-------- Excerto selecionado --------

F. Com efeito, decorre do artigo 10.º do Decreto-Lei n.º 307/71, de 15 de julho, que: “[r]elativamente à aquisição e fruição dos seus bens e às actividades que exerça para a realização dos seus fins, a Universidade Católica goza de isenção de:
a) Impostos, contribuições ou taxas do Estado e das autarquias locais, incluindo o imposto do selo;
b) Preparos, custas e imposto de justiça, em processos que corram em quaisquer tribunais em que seja parte principal, assistente ou interveniente.”.
G. Os referidos Decretos-Leis foram aprovados ao abrigo do artigo 20.º da Concordata de 1940, que já previa um regime fiscal aplicável a entidades eclesiásticas, i.e., o regime fiscal aplicável à UNIVERSIDADE CATÓLICA sempre foi um regime fiscal especial face ao regime geral previsto nas respetivas Concordatas.
H. Ora, nos termos do artigo 7.º, n.º 3 do CC a “lei geral não revoga a lei especial, excepto se outra for a intenção inequívoca do legislador”.
I. Sucede que, não apenas decorre da Concordata de 2004 a intenção de manter o regime fiscal da UNIVERSIDADE CATÓLICA como, sobretudo, não existe uma vontade inequívoca em sentido contrário.
J. Por outro lado, nem se diga que existe uma incompatibilidade entre o artigo 10.º, al. a) do Decreto-Lei n.º 307/71 e a Concordata de 2004 para, atendendo à hierarquia normativa dos tratados internacionais, justificar que o referido Decreto-Lei não se encontra em vigor porque não existe qualquer incompatibilidade entre os dois diplomas.

-------- Material --------

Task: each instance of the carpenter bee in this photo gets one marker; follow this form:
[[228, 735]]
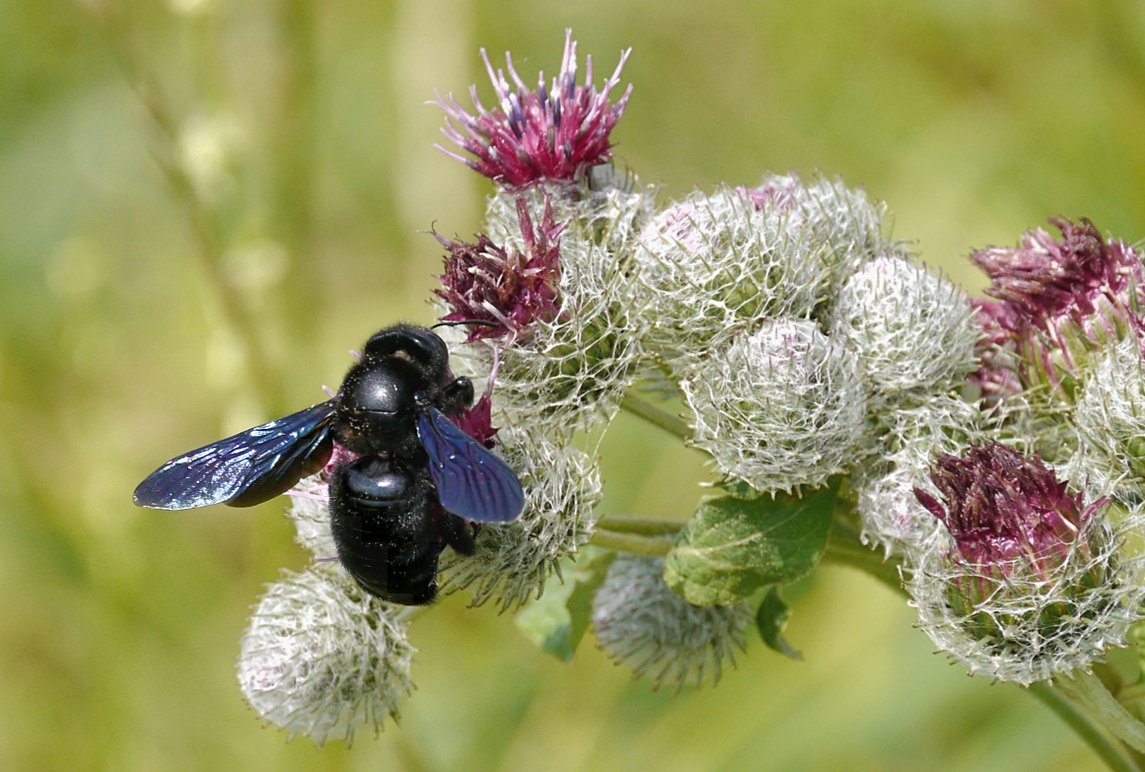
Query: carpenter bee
[[416, 481]]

--------

> **O que fazer**
• 1. Resuma em duas frases o excerto sobre a isenção fiscal da Universidade Católica.
• 2. No excerto sobre a isenção fiscal da Universidade Católica, troque "Concordata de 2004" por "nova Concordata" em todo o trecho que vai de "I. Sucede que, não" até "os dois diplomas.".
• 3. Escreva a parte seguinte do excerto sobre a isenção fiscal da Universidade Católica, a partir do ponto em que termina.

> **Respostas aos exercícios**
• 1. O artigo 10.º do Decreto-Lei n.º 307/71 isenta a Universidade Católica de impostos, contribuições ou taxas do Estado e das autarquias locais, bem como de preparos, custas e imposto de justiça nos processos em que seja parte principal, assistente ou interveniente. Como este regime fiscal é especial e a lei geral só revoga a lei especial perante intenção inequívoca do legislador, o texto defende que a Concordata de 2004 não o afastou, pois não revela essa intenção nem é incompatível com o Decreto-Lei.

• 2.
I. Sucede que, não apenas decorre da nova Concordata a intenção de manter o regime fiscal da UNIVERSIDADE CATÓLICA como, sobretudo, não existe uma vontade inequívoca em sentido contrário.
J. Por outro lado, nem se diga que existe uma incompatibilidade entre o artigo 10.º, al. a) do Decreto-Lei n.º 307/71 e a nova Concordata para, atendendo à hierarquia normativa dos tratados internacionais, justificar que o referido Decreto-Lei não se encontra em vigor porque não existe qualquer incompatibilidade entre os dois diplomas.

• 3.
K. Existindo uma relação especialidade entre o Decreto-Lei n.º 307/71 e a Concordata de 2004, nunca existiria qualquer incompatibilidade baseada na hierarquia. Com efeito, compatibilidade entre os dois regimes é uma decorrência da relação de especialidade referida.
L. Por outro lado, não existe qualquer incompatibilidade entre a Concordata de 2004 e o artigo 10.º, al. a) do Decreto-Lei n.º 307/71, de 15 de julho, já que aquela, no seu artigo 31.º ressalvou expressamente a aplicação deste Decreto-Lei.
Mais ainda, a ausência de incompatibilidade entre o Decreto-Lei n.º 307/71, de 15 de julho e o artigo 21.º, n.º 3 da Concordata de 2004 resulta do estatuto especial conferido à Universidade Católica pela própria Concordata, em virtude da sua especificidade institucional. A Concordata refere-se expressamente à UNIVERSIDADE CATÓLICA, reconhecendo que esta tem características diferentes de outros estabelecimentos de ensino católico o que justifica, ademais, a existência de um enquadramento jurídico-tributário especial.
N. Mesmo que o artigo 10.º, al. a) do Decreto-Lei n.º 307/71, de 15 de julho não estivesse em vigor, o que apenas se considera por mera cautela de patrocínio, sempre este seria aplicável por força do princípio da boa-fé na vertente da proteção da confiança, já que a AT tem vindo, ao longo dos anos, a confirmar a vigência da referida isenção.
O. Para além de o enquadramento aplicável à UNIVERSIDADE CATÓLICA nunca ter sido questionado pela AT no passado,
P. O entendimento da AT, de que a UNIVERSIDADE CATÓLICA se encontra isenta ao abrigo do artigo 10.º, do Decreto-Lei n.º 307/71, de 15 de julho, é ainda confirmado pelas instruções de preenchimento do modelo 2 de IS e do modelo 1 de IMT que, à data de apresentação das presentes contra-alegações, se encontram disponíveis no sítio na internet da AT.
Mesmo que a AT tivesse uma opinião diferente, sempre estaria obrigada a cumprir com o regime decorrente do artigo 10.º, do Decreto-Lei n.º 307/71, de 15 de julho, já que a vigência deste é inclusivamente confirmada pelas instruções que disponibiliza aos contribuintes, tendo estas instruções sido aprovadas por Portaria.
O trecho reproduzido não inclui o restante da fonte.